Text passage:
+ + +

It is true that locally GR has Lorentz invariance(that's basically the equivalence principle) but not globally. So even though tetrads happen to have Lorentz invariance it is not that gauge group I'm referring to, it is rather the diffeomorphism group.
Expressing the Einstein-Hilbert action in terms of local frames however implies IMO that GR has gauge invariance, this would be possible only by virtue of GR's background independence .

Bill_K
It is true that locally GR has Lorentz invariance(that's basically the equivalence principle) but not globally. So even though tetrads happen to have Lorentz invariance it is not that gauge group I'm referring to, it is rather the diffeomorphism group.
The tetrad group I'm referring to is the (position-dependent) transformation from one tetrad to another. This is not an automatic feature of general relativity, it's an add-on that you only get if and when you express things in terms of tetrads.
Expressing the Einstein-Hilbert action in terms of local frames however implies IMO that GR has gauge invariance, this would be possible only by virtue of GR's background independence.
It does indeed have gauge invariance, namely general coordinate invariance, even without the frames.

Einstein's equations are hyperbolic, which means their solutions are not unique unless you specify Cauchy initial conditions on an entire hypersurface. Kruskal's solution and others like it are maximal analytic extensions, which exclude the presence of "white hole" information.
All this is fine but I don't see the connection with my question.

Bill_K
solutions of the EFE are valid locally like are all the observables derived from this local curvature geometry, but we shouldn't be able to infer any global geometry/topology from them, so I don't see any justification for "maximally extended solutions" like say, Kruskal-Szekeres solution.

+ + +

Objective 1: Rewrite the part of the general relativity discussion that opens with the words containing "The tetrad group" and closes with "without the frames.", putting "diffeomorphism invariance" in place of "general coordinate invariance".
Objective 2: In the general relativity discussion, what kind of equations are Einstein's equations said to be?
Objective 3: Take the general relativity discussion further, continuing from its last sentence.
The records that come after the discussion are separate material.

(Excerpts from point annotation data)
+ + +

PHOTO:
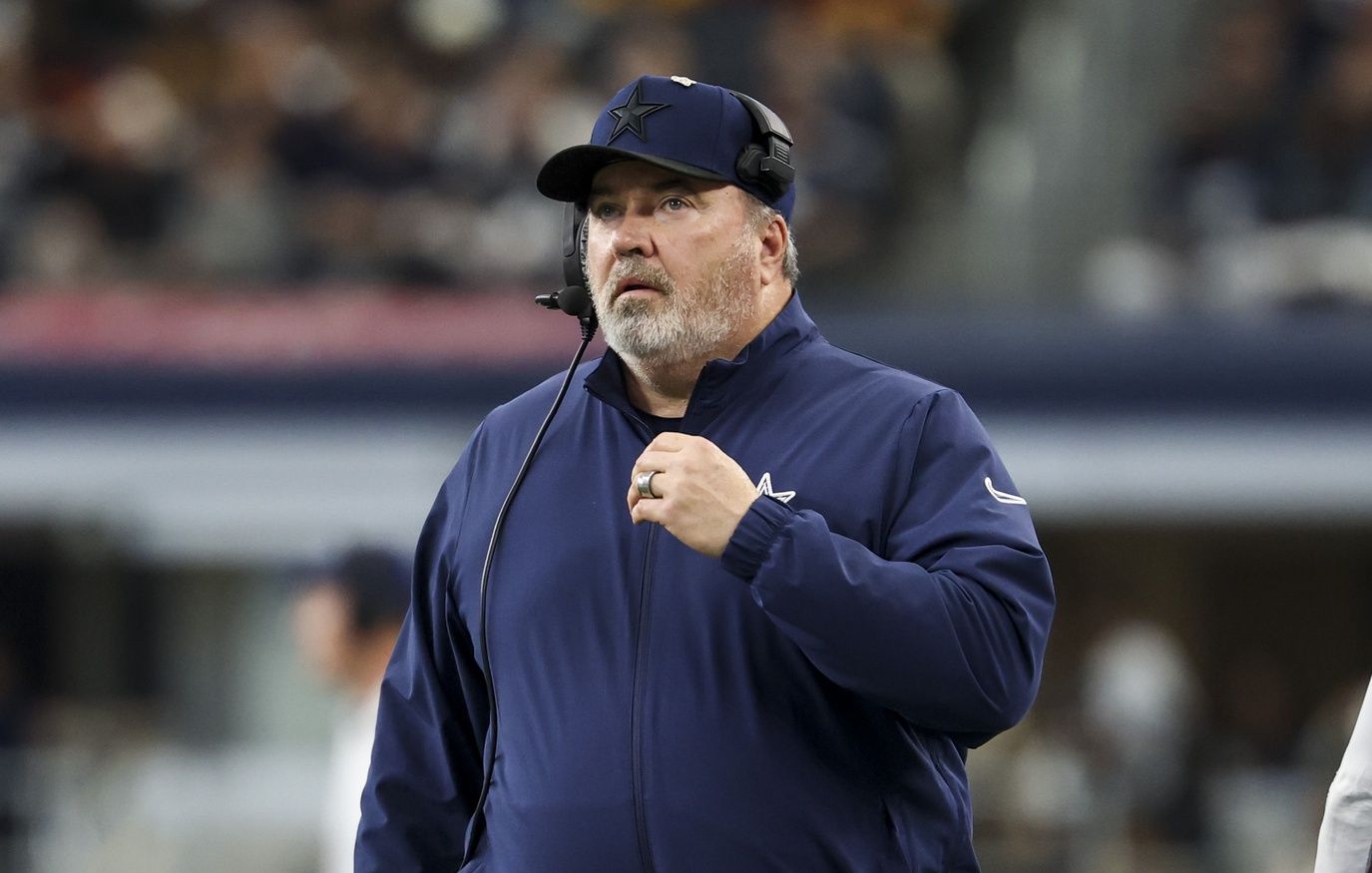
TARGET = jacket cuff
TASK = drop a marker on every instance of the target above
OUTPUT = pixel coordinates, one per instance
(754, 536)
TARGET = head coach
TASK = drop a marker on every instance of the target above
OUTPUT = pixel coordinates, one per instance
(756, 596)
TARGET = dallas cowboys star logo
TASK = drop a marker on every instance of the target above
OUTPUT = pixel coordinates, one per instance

+ + +

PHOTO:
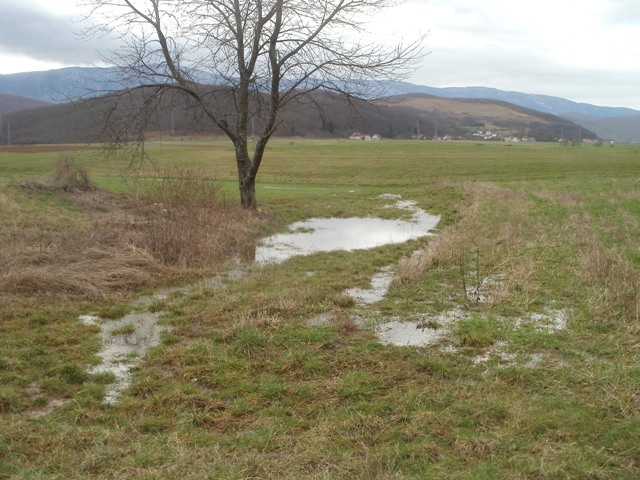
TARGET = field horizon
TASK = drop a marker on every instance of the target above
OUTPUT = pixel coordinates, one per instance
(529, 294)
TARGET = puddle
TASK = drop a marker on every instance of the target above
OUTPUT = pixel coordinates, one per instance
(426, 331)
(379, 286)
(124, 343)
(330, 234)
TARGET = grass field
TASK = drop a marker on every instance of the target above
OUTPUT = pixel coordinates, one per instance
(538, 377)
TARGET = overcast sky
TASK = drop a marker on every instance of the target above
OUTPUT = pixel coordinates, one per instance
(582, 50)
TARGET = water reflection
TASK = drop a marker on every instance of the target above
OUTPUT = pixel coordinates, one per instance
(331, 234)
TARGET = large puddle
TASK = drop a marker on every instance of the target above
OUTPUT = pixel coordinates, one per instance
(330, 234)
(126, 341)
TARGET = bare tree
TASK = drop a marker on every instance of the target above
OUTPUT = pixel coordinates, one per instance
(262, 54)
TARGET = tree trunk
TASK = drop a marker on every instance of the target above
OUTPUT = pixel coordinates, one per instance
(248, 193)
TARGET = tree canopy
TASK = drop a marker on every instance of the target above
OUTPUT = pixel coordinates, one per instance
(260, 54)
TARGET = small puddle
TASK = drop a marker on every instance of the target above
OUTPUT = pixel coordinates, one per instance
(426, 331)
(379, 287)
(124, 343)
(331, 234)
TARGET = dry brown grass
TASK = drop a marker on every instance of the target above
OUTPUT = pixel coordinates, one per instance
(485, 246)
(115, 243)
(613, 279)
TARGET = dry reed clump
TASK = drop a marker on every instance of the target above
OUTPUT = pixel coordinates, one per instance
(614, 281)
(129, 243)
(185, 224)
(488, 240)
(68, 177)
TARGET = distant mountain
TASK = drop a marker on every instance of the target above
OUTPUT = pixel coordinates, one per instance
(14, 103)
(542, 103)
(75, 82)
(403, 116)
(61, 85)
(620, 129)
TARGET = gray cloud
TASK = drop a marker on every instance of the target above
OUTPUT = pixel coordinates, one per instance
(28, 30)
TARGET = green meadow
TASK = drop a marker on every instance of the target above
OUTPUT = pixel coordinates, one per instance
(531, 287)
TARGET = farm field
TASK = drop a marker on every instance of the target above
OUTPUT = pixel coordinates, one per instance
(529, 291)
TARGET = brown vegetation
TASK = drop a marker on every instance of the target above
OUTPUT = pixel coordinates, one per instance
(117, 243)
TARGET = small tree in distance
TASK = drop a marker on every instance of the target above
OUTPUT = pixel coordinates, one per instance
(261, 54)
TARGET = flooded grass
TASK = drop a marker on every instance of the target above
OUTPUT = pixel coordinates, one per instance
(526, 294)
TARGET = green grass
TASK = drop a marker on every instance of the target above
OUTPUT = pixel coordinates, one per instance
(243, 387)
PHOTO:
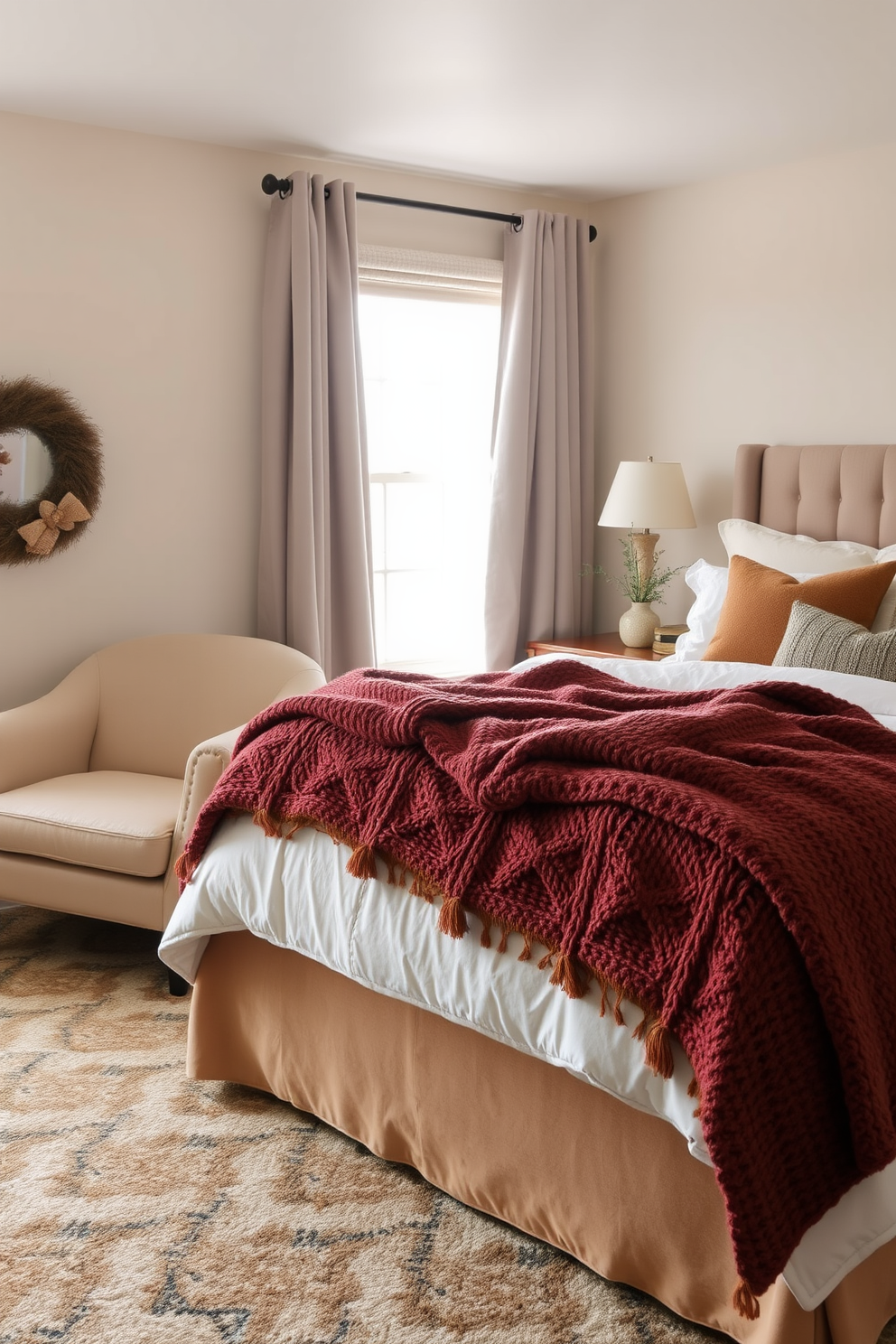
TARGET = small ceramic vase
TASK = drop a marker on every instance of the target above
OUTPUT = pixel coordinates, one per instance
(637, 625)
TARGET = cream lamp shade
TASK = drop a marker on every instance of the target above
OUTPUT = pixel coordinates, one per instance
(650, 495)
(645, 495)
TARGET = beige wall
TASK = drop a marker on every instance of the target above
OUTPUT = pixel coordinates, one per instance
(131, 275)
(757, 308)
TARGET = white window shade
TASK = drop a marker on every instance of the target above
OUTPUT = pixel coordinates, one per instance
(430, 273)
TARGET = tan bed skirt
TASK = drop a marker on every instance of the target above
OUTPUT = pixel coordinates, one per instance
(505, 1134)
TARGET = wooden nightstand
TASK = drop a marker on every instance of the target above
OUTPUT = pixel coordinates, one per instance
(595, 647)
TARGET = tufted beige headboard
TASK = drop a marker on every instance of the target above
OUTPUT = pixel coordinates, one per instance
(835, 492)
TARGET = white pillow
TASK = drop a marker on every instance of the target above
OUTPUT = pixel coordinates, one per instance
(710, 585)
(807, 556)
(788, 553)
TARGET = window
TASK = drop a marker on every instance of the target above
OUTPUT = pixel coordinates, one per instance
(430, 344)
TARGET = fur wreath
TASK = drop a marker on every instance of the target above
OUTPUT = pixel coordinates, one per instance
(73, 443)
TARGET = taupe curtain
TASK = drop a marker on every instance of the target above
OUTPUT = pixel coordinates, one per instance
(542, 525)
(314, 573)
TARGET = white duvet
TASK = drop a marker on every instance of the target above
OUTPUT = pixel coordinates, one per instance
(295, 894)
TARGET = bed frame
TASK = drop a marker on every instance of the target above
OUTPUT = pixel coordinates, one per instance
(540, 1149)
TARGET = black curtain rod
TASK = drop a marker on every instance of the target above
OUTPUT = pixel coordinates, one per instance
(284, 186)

+ + +

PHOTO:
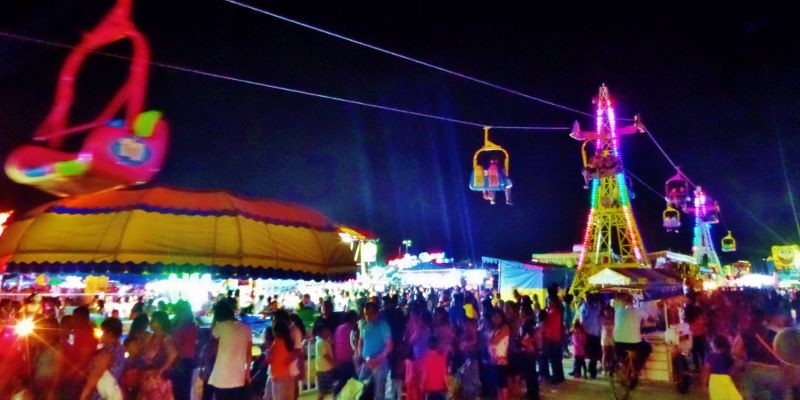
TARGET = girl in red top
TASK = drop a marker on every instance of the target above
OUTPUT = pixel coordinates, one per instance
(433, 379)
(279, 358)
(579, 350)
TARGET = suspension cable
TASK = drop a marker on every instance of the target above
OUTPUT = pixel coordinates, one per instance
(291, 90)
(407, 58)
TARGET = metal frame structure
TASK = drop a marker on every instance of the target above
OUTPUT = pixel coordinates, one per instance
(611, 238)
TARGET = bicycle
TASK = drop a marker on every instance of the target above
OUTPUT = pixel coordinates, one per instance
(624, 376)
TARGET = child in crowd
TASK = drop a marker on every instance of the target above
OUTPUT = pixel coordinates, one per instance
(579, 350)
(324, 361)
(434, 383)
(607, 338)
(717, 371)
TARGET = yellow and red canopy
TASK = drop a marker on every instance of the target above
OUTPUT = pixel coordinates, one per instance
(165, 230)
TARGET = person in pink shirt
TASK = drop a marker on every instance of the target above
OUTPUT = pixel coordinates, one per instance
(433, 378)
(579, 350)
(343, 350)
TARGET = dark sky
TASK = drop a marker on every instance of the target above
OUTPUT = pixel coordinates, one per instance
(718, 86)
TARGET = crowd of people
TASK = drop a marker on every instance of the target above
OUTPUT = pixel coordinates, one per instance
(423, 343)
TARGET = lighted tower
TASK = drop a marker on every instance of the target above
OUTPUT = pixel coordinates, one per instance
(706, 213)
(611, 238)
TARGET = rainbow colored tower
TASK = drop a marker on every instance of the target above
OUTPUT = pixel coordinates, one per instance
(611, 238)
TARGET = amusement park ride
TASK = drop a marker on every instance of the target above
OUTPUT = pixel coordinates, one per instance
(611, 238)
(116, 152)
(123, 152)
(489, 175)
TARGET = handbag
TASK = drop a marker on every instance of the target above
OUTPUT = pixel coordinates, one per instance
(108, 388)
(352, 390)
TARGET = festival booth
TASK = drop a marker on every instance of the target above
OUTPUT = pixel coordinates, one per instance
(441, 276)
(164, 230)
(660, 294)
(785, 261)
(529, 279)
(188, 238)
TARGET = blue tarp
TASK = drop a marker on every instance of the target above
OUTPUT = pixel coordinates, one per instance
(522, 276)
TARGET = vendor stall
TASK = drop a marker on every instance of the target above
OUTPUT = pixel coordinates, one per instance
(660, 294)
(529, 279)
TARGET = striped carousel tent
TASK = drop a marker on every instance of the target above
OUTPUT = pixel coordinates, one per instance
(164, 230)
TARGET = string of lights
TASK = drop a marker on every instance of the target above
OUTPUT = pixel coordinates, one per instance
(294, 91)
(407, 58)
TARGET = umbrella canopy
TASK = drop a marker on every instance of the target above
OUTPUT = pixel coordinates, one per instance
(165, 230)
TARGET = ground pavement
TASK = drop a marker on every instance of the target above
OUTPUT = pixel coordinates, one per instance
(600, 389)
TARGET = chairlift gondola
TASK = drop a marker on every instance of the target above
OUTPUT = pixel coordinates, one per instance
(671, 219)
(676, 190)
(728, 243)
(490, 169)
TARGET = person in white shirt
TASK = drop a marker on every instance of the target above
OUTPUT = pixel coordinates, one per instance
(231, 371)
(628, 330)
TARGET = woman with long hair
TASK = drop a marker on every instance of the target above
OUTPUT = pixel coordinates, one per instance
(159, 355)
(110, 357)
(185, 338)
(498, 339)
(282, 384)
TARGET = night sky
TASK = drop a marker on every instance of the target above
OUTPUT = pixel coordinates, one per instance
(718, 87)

+ + +

Written answer 1:
The tetrad group I'm referring to is the (position-dependent) transformation from one tetrad to another. This is not an automatic feature of general relativity, it's an add-on that you only get if and when you express things in terms of tetrads.
Expressing the Einstein-Hilbert action in terms of local frames however implies IMO that GR has gauge invariance, this would be possible only by virtue of GR's background independence.
It does indeed have gauge invariance, namely diffeomorphism invariance, even without the frames.

Written answer 2: Hyperbolic.

Written answer 3:
The justification, like I said, is that Kruskal is singled out as an analytic extension. The global geometry/topology is not unique, unless you add the assumption of analyticity.

WannabeNewton
See chapter 10 of Wald and/or Chapter 7 of Hawking and Ellis for a discussion of what Bill has already said regarding the Cauchy initial conditions and the global topology (the chapter in Wald is quite heavy in math, more so than any other chapter I would say; Hawking and Ellis is heavy on math throughout so that goes without saying).

PAllen
2019 Award
I'll make an analogy with a much simpler case.

Consider Riemannian (regular, not pseudo) 2 manifolds, and ask which is a solution of the differential equation:

R=k, k constant > 0

Typically, one answers "2-sphere". But really this is only unique if you implicitly specify maximal solution (such that it is not a subset of any other solution). Otherwise, any connected open subset of a 2-sphere satisfies the equation at every point.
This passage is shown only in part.